TASK INSTRUCTIONS ▸
(A) Name every kind of speech that the text on free speech at universities says is illegal under UK law.
(B) Rewrite the text on free speech at universities from "Addressing the issue" up to and including "under UK law.", substituting "lineup" for "panel".

Addressing the issue of free speech at universities
“This House Regrets No Platforming Policies at Universities” was the motion put forward at a debate hosted by Warwick Debating Union on 26 October. The panel included academics and activists, as well as a competitive debater; and judging from the turnout, this issue is of intrigue to many Warwick students.
Freedom of speech is a fundamental part of the fabric of our society, yet we do not enjoy it as an absolute right. National security breaches, defamation, and speech that incites hatred or violence are all illegal under UK law.
According to the NUS website, the No Platform policy is a specific and narrow policy that is democratically decided upon at the National Conference annually. Currently there are 6 racist and fascist organisations that are ‘no platformed’. This means that these groups or any individuals known to have fascist and racist views are not allowed to speak at NUS events, and that NUS representatives do not share platforms with such people. However, this is not a blanket ban on all student unions and groups; they can decide on their own. The purpose of this policy is to “enfranchise freedom of speech and keep students safe”.
No Platform is protecting vulnerable students by prioritising minority voices.

EXTRACTED ENTRIES ▸
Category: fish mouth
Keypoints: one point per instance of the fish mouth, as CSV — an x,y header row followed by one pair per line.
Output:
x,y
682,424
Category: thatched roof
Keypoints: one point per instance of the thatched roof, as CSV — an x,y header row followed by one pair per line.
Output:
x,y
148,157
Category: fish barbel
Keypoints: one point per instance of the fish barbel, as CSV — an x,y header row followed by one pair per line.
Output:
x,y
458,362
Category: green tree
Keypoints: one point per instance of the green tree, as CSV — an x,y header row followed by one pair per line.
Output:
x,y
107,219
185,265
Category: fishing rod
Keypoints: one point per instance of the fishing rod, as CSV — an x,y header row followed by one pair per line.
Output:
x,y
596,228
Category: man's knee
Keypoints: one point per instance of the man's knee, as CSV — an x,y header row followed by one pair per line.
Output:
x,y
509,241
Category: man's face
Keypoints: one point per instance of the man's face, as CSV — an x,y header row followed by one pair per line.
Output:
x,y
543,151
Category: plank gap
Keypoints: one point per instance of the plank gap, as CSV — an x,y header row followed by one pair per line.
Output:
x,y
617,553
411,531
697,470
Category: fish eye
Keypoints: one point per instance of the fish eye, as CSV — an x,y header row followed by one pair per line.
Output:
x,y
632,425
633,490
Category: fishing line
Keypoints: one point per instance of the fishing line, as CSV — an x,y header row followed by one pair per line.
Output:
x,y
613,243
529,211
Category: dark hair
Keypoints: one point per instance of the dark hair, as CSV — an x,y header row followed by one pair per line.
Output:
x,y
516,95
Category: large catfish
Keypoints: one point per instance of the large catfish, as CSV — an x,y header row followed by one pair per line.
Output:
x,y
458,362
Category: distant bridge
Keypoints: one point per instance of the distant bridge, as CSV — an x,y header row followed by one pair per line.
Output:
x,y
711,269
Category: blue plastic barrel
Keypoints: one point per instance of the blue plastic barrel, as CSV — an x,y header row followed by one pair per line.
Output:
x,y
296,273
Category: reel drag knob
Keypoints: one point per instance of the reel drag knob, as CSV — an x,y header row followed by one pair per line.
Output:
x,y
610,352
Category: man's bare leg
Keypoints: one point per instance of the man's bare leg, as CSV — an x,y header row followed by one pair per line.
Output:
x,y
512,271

SOLVED PROBLEMS ▸
(A) National security breaches, defamation, and speech that incites hatred or violence.

(B)
Addressing the issue of free speech at universities
“This House Regrets No Platforming Policies at Universities” was the motion put forward at a debate hosted by Warwick Debating Union on 26 October. The lineup included academics and activists, as well as a competitive debater; and judging from the turnout, this issue is of intrigue to many Warwick students.
Freedom of speech is a fundamental part of the fabric of our society, yet we do not enjoy it as an absolute right. National security breaches, defamation, and speech that incites hatred or violence are all illegal under UK law.